** Opening Excerpted passage block **

Actually, that’s not completely true. What I really hated about 2018 was going through 2018. I don’t regret the patience God taught me. I don’t feel bad about the compassion I gained. I wouldn’t undo the lessons I learned.
Bad always comes with good and, for some reason, life requires every one of us to take it as a whole. I'd think there would be some type of refining effect that would come along with this process as one year moves into another. Someway to make it more good than bad and offer some kind of guarantee that you did it all the right way. 2017 pretended for us; so did 2018.
At the beginning of 2017, we were fighting a losing battle, cancer was all over Anne-Marie’s body and we were waiting for a report to confirm it. The doctors were wrong.
At the beginning of 2018, the prognosis was good, only one last tumor remained and we were waiting for a report to confirm it. The doctors were wrong. Wrong again.
If we haven't figured out how to turn bad into good, you would at least think that we'd have learned how to defuse (or diffuse) the shock and grief that comes from getting the unexpected phone call. Or on the positive side, how to take the good news with all its joy and relief in stride. Forgive us. We haven't figured that out yet. 2018 proved it.

** Closing Excerpted passage block **
** Opening Records block **

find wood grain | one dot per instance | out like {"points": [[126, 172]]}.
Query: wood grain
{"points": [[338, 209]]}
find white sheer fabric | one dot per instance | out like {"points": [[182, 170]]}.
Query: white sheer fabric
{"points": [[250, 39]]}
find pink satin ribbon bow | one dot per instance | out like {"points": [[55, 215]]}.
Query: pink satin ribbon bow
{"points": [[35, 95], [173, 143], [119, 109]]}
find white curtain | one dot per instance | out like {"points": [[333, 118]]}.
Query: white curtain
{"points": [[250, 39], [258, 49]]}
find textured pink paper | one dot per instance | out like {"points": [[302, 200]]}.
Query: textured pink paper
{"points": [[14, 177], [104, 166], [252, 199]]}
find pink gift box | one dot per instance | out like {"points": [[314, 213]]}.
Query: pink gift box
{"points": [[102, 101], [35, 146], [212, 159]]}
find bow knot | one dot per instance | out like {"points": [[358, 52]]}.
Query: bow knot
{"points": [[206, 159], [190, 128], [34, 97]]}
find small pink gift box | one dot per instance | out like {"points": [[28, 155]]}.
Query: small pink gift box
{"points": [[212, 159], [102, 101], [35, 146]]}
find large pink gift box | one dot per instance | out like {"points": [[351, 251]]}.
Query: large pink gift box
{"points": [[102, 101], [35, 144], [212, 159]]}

** Closing Records block **

From the reflection on 2017 and 2018, extract the text between "At the beginning of 2017, we" and "wrong. Wrong again.", inclusive.

Output>
At the beginning of 2017, we were fighting a losing battle, cancer was all over Anne-Marie’s body and we were waiting for a report to confirm it. The doctors were wrong.
At the beginning of 2018, the prognosis was good, only one last tumor remained and we were waiting for a report to confirm it. The doctors were wrong. Wrong again.